WRITTEN REQUEST =>
Return, unchanged, the lines below from the one containing "target | person wearing mask" through the final line, including both.
___
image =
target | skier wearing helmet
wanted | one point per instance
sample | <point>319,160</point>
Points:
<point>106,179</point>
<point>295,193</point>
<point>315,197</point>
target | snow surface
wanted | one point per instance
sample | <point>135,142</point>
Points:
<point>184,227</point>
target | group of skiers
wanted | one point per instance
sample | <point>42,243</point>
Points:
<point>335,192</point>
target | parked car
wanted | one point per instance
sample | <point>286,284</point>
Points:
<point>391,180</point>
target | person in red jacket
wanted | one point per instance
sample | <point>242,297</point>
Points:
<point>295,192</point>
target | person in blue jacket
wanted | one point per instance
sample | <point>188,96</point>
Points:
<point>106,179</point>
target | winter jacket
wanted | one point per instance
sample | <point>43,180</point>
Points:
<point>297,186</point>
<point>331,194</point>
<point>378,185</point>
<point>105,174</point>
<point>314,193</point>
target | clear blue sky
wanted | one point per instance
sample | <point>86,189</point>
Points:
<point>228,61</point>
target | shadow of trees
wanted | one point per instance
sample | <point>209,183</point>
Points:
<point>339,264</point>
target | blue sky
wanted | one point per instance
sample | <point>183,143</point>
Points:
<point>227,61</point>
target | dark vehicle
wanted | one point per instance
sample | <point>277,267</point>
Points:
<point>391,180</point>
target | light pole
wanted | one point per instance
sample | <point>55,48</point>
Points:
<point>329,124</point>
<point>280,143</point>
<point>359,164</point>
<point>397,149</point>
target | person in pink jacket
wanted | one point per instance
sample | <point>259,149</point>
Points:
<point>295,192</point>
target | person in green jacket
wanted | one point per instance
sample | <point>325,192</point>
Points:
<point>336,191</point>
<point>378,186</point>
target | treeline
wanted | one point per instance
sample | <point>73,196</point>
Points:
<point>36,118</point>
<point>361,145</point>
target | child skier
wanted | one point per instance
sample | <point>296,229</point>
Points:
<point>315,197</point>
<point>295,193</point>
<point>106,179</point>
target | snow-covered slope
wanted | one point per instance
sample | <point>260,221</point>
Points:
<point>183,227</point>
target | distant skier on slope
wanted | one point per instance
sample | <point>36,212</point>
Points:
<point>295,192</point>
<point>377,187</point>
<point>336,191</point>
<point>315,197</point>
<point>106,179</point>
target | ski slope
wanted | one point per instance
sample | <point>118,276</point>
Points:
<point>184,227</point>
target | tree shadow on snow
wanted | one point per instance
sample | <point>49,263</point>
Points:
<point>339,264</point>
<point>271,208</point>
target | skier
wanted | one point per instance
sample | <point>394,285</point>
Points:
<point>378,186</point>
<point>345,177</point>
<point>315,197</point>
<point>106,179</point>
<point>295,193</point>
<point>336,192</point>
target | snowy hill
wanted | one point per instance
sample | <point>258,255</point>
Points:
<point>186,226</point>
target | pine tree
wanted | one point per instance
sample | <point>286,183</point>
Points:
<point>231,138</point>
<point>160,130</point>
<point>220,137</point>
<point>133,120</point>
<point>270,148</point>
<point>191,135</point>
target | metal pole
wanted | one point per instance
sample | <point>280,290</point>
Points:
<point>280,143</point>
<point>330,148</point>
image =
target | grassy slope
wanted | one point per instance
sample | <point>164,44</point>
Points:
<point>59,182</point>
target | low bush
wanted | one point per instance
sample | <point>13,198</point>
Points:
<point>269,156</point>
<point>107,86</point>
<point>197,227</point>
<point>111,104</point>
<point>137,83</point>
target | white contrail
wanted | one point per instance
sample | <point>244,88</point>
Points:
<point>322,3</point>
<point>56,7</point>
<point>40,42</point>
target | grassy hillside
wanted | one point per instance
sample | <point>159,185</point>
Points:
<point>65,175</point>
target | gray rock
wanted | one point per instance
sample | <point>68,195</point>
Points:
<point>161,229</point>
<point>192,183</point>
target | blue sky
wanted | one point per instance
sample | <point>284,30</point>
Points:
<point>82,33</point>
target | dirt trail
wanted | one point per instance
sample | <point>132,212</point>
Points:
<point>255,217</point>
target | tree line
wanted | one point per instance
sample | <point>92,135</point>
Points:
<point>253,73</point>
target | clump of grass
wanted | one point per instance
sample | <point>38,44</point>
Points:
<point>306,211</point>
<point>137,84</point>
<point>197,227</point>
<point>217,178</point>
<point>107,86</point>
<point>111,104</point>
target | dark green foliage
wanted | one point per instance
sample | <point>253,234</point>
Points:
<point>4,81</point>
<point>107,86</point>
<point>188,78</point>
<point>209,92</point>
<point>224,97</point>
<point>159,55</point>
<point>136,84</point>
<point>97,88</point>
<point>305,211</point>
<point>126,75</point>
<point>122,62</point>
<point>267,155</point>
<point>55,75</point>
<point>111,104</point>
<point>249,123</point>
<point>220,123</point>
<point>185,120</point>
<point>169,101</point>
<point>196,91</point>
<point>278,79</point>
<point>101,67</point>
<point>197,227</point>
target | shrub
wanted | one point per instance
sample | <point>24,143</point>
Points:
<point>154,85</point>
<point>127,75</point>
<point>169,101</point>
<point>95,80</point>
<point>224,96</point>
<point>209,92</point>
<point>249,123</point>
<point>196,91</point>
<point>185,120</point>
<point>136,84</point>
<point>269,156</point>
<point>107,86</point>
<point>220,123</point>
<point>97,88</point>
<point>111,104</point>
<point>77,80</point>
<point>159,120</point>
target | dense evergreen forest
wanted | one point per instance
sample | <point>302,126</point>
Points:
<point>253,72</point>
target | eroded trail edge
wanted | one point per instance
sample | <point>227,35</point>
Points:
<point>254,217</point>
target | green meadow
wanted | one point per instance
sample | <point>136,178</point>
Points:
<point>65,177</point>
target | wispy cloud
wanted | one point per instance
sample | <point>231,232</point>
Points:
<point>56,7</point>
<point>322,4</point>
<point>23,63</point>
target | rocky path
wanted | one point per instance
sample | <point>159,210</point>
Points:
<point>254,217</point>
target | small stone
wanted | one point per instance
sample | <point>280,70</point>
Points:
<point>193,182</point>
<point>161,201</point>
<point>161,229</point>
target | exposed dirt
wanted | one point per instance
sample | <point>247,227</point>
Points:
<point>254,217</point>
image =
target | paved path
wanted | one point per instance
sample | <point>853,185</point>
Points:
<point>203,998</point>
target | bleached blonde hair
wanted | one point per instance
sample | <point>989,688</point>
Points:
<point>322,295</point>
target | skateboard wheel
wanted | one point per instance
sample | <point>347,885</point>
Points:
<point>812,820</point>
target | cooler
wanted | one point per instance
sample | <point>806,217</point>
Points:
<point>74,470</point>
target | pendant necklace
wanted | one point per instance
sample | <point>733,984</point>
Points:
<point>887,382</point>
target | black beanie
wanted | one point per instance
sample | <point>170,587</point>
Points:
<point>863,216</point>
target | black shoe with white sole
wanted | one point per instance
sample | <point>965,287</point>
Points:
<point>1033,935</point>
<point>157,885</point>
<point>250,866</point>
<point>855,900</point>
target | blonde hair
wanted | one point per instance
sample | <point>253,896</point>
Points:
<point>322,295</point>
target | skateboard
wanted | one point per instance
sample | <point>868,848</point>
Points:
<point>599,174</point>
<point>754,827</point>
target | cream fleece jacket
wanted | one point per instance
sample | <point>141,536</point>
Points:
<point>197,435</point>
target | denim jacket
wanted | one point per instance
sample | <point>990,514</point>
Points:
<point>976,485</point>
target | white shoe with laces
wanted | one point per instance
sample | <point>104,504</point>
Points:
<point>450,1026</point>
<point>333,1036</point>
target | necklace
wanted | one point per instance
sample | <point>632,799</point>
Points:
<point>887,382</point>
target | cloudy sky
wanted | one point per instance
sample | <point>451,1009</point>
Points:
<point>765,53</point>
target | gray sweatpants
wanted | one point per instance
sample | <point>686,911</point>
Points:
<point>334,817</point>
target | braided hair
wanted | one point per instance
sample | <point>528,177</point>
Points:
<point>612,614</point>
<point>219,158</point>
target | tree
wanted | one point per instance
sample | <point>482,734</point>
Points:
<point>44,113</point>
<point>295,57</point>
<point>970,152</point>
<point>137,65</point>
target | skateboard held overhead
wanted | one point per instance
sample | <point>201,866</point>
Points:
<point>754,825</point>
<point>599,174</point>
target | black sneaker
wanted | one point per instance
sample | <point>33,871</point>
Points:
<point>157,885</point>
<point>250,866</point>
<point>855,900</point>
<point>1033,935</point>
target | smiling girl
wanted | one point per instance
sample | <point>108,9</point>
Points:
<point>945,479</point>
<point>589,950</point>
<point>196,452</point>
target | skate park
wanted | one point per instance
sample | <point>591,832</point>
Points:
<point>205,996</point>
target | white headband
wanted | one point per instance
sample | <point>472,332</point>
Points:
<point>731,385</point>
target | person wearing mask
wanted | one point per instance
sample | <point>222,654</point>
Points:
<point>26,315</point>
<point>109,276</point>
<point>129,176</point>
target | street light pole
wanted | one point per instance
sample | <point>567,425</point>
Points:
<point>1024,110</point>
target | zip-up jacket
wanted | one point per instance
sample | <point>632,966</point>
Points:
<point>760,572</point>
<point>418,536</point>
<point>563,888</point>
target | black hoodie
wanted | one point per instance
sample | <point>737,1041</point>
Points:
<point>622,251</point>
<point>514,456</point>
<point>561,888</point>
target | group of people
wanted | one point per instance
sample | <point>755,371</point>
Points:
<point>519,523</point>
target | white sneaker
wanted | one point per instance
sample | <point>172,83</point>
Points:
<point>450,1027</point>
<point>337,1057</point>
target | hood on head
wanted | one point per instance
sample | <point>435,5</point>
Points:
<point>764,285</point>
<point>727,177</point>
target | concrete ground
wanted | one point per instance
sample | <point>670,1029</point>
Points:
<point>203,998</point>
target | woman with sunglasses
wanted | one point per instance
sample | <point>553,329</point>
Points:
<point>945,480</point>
___
ANSWER TO THIS TASK =>
target | person wearing mask
wanted | one point per instance
sample | <point>222,654</point>
Points:
<point>26,315</point>
<point>109,276</point>
<point>129,176</point>
target | street light pole
wanted | one point per instance
sample | <point>567,425</point>
Points:
<point>1024,110</point>
target | zip-up jacket
wanted | one point per instance
sample | <point>632,966</point>
Points:
<point>760,572</point>
<point>418,536</point>
<point>563,888</point>
target | black hoodie
wanted | one point per instance
sample | <point>737,1041</point>
Points:
<point>622,251</point>
<point>514,456</point>
<point>561,888</point>
target | group of people
wanted | one point per instance
sample | <point>755,371</point>
Points:
<point>519,523</point>
target | white sneaker
wanted | one point per instance
sample | <point>172,83</point>
Points:
<point>450,1027</point>
<point>337,1057</point>
target | hood on head
wanted | one point per instance
sample | <point>435,5</point>
Points:
<point>764,285</point>
<point>727,177</point>
target | concrete ground
wanted | one point per instance
sample | <point>670,1029</point>
Points:
<point>203,998</point>
target | woman with sunglasses
wanted | one point per instance
sample | <point>553,329</point>
Points:
<point>945,480</point>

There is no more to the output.